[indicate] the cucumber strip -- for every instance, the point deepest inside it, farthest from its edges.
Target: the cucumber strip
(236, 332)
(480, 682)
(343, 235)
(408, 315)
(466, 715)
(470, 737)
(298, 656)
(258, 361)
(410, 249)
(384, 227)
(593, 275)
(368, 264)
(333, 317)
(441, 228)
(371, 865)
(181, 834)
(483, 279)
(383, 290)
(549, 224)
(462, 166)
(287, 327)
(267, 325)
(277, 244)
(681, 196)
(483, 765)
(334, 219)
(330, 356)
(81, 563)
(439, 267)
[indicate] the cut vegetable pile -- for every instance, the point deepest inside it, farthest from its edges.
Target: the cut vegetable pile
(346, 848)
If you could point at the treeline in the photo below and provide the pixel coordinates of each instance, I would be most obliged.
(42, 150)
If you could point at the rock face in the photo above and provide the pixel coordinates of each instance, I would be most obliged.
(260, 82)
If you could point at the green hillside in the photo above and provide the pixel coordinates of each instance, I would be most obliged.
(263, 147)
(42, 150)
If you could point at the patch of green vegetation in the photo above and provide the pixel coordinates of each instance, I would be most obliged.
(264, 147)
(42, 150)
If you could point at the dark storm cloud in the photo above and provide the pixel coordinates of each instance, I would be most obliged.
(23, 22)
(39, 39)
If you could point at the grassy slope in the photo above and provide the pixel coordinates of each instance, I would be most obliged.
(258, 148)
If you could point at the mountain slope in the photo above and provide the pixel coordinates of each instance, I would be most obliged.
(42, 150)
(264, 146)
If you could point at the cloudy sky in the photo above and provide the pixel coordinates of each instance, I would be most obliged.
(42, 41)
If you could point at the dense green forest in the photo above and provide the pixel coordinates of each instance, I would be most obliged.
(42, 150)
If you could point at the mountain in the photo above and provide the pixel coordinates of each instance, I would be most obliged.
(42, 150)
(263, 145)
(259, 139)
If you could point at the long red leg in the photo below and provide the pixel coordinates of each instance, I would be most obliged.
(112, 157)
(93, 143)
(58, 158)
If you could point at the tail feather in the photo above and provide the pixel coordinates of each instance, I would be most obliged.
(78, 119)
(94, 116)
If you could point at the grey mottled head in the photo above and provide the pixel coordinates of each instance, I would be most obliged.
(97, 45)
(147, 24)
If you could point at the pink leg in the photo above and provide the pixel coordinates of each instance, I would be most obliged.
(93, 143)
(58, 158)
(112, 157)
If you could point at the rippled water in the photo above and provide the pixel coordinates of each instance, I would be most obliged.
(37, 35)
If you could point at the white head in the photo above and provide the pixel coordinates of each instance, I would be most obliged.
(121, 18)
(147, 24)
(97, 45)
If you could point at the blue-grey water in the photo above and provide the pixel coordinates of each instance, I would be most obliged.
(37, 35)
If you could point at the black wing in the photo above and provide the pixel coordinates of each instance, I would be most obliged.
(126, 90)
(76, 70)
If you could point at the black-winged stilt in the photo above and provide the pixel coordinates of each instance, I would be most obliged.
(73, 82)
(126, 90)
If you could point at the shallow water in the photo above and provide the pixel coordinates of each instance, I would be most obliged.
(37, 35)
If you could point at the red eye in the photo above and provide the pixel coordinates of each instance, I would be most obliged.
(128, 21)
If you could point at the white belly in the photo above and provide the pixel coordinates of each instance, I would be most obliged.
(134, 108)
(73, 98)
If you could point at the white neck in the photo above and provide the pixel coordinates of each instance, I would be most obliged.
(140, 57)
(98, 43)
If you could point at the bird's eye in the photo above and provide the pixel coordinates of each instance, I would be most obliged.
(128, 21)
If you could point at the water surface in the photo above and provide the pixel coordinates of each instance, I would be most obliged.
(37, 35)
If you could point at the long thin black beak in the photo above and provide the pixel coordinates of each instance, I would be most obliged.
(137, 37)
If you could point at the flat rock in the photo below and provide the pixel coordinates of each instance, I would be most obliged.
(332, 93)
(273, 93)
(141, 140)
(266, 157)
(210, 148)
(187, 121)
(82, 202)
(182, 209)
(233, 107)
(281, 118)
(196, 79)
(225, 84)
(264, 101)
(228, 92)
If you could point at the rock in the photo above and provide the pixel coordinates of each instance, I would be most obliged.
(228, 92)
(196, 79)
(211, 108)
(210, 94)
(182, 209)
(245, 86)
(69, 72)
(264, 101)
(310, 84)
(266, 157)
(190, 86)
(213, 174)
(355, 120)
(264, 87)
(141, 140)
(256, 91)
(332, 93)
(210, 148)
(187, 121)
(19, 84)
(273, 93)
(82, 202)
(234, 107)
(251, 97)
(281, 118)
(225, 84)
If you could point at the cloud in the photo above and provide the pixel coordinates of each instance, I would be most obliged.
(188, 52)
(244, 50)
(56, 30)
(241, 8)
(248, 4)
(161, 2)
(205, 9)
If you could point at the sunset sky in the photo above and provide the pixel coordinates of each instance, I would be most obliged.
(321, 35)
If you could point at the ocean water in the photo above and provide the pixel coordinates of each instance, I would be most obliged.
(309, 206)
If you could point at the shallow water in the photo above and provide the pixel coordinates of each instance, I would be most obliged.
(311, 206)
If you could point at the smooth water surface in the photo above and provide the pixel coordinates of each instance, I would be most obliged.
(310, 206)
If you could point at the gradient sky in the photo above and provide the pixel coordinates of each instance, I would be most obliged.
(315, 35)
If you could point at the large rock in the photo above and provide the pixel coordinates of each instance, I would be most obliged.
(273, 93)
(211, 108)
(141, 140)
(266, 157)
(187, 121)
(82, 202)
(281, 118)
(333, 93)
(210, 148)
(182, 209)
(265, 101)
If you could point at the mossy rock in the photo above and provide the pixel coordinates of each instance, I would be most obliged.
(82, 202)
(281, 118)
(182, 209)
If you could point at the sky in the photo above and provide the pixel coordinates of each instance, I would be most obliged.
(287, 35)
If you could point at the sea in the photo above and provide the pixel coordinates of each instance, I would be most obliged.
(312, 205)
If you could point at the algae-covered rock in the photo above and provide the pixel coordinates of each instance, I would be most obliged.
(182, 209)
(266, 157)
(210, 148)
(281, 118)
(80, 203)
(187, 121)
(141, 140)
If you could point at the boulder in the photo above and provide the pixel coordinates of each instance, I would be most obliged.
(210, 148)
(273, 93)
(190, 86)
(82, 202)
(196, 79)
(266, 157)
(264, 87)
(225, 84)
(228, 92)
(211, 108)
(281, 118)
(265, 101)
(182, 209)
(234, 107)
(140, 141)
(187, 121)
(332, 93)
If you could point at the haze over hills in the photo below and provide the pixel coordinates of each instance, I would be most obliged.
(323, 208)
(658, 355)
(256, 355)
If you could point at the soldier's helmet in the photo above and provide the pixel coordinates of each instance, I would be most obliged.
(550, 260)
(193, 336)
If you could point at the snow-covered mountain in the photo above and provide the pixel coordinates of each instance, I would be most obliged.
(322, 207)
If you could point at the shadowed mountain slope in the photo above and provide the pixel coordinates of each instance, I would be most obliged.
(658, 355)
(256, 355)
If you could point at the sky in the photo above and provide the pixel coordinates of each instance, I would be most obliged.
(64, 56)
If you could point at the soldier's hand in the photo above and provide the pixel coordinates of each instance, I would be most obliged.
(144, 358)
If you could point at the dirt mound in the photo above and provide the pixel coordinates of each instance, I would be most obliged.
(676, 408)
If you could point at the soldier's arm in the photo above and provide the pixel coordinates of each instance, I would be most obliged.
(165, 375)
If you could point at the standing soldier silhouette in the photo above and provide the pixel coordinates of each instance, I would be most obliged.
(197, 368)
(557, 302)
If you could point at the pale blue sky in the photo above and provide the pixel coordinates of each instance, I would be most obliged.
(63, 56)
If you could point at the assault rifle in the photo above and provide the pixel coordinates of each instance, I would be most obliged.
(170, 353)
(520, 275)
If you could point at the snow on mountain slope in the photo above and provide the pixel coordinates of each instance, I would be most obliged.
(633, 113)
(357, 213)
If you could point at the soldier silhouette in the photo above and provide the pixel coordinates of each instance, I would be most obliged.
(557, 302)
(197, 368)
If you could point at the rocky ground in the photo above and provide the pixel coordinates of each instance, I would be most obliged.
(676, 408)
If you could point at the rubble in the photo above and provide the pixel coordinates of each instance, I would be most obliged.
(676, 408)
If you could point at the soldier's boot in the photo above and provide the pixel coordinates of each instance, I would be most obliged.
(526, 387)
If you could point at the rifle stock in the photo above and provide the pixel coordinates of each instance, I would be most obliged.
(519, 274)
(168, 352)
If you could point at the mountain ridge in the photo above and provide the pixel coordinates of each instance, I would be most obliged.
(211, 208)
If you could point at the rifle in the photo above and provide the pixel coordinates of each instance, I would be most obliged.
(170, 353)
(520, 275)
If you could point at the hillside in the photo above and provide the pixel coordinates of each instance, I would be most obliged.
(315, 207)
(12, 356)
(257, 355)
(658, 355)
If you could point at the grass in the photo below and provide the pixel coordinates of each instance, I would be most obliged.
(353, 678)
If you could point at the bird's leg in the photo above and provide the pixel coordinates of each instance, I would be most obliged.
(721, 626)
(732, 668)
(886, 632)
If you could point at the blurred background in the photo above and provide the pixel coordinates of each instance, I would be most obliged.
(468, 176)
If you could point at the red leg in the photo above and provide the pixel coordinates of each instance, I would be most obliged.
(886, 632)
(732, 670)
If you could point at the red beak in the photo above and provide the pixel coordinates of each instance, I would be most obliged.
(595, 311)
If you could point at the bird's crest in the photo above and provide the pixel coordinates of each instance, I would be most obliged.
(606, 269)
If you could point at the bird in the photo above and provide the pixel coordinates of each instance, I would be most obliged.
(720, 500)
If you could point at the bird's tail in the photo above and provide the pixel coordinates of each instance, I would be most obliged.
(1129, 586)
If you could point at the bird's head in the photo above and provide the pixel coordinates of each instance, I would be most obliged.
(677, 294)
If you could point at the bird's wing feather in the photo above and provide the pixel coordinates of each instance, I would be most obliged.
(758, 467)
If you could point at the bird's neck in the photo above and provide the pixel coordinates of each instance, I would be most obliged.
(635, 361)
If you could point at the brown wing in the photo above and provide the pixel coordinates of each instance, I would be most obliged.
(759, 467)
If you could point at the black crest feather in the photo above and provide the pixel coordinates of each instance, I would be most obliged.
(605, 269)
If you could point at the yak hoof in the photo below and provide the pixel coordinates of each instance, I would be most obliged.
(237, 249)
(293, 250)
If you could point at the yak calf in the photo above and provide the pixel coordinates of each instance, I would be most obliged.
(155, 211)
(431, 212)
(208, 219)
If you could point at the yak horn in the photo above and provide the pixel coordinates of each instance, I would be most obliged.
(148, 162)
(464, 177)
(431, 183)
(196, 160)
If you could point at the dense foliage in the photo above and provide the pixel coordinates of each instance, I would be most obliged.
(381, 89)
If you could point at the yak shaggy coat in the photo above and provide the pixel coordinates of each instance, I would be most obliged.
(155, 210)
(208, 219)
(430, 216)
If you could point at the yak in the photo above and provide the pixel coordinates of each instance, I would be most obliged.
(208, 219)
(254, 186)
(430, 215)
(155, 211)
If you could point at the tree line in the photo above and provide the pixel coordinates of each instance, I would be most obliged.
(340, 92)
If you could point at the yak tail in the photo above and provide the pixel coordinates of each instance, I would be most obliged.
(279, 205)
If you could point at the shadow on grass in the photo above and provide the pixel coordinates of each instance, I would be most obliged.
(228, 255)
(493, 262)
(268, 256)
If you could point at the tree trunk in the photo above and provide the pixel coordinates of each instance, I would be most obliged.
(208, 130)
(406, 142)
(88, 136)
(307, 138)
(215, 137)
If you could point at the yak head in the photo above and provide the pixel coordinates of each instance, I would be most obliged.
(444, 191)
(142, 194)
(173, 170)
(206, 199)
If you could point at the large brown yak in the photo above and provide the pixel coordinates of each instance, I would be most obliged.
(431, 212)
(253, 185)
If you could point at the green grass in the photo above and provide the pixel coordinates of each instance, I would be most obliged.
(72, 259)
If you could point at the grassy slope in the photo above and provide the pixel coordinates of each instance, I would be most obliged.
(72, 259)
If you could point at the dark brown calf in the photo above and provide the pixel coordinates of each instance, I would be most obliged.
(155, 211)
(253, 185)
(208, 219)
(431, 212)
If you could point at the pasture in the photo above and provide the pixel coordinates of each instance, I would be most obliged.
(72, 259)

§ The problem: Please provide the number of lines in the listing above that contain the word "deepest", and nothing further.

§ Answer area: 2